- [EXERCISE BRIEF]: Please copy out the items below, from the line that contains "In this UI capture, mark the location of the gravel" through the line that contains "[0,274,600,432]", both lines included, and leave out all other lines. Keep the requests as they are, but multiply every box coordinate in the answers by 1.65 and round each result to a whole number, rounding halves up.

- [A block of data]:
..........

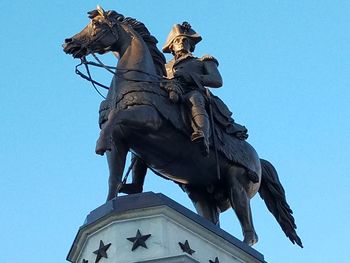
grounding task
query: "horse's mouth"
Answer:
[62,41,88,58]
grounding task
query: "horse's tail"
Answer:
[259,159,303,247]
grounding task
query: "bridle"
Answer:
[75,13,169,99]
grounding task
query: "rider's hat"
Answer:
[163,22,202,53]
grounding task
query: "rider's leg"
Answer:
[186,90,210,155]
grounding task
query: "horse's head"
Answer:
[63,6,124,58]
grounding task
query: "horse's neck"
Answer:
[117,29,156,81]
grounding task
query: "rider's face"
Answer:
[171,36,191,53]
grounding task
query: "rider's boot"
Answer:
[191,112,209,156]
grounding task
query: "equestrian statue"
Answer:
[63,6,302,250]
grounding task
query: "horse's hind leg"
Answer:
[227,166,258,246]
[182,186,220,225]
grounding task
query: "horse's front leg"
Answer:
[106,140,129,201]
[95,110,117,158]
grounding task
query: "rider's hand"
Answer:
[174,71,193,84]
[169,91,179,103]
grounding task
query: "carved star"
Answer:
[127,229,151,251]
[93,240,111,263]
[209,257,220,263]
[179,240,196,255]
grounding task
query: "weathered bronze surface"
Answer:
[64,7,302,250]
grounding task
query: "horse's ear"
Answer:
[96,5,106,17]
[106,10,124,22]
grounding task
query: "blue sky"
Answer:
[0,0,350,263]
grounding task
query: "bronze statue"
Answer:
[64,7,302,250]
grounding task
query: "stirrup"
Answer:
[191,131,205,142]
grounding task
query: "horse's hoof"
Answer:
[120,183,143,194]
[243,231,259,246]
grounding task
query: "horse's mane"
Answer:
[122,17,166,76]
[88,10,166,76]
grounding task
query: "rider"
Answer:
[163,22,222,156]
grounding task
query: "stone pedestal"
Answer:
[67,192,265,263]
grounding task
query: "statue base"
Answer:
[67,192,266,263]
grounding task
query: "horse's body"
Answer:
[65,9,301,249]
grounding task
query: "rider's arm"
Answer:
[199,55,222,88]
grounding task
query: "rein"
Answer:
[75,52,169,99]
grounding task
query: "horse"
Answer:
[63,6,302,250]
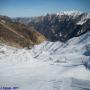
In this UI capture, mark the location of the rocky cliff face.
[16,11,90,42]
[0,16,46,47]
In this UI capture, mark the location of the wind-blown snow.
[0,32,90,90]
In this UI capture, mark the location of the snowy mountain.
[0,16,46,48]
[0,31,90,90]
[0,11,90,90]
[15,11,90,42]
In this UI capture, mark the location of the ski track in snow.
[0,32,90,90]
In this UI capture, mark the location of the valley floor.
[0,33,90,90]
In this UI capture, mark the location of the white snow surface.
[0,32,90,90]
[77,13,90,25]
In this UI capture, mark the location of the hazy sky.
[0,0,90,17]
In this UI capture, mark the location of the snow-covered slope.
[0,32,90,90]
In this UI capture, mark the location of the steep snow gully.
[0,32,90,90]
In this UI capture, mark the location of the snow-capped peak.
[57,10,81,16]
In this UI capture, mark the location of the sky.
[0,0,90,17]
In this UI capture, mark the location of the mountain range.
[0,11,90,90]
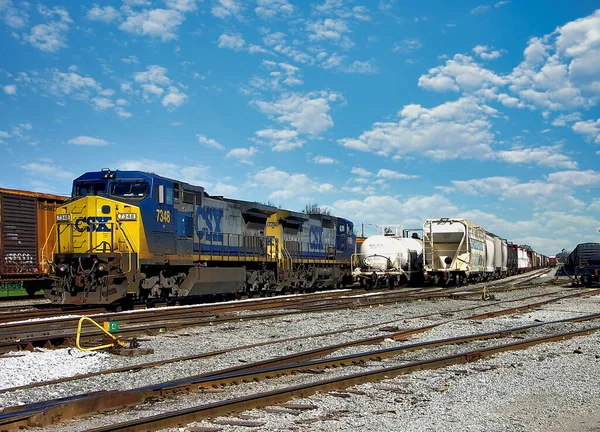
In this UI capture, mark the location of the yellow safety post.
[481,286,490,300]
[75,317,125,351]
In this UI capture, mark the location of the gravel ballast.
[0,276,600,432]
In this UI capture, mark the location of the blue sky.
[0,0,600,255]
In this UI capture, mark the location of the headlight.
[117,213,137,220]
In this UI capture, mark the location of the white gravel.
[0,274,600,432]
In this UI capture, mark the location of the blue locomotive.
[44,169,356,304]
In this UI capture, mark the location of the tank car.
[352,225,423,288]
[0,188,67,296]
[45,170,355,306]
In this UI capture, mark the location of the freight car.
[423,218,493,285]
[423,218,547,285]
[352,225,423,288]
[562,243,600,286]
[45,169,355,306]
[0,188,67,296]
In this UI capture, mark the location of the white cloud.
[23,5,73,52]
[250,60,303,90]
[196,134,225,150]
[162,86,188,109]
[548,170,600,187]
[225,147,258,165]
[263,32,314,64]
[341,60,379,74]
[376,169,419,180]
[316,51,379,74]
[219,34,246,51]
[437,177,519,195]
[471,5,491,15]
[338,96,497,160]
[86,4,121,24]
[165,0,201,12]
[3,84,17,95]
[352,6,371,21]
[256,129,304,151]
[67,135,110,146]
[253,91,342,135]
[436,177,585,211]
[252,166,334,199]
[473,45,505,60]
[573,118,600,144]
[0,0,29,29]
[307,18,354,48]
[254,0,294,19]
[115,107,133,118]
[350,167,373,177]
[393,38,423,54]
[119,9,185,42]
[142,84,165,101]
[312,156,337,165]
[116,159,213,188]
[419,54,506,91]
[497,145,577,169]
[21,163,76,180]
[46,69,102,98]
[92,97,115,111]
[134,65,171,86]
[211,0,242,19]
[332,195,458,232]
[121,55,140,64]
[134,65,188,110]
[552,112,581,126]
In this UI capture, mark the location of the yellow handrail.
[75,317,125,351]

..........

- [COMPLETED EXERCISE]:
In this UI capture, mark the location of the gravel ballast.
[0,455,990,713]
In this UI capture, mark the location of the blue sky.
[0,0,990,421]
In this UI capture, mark the location of the headlight.
[193,351,226,363]
In this UI capture, mark the location of the white gravel.
[0,452,990,713]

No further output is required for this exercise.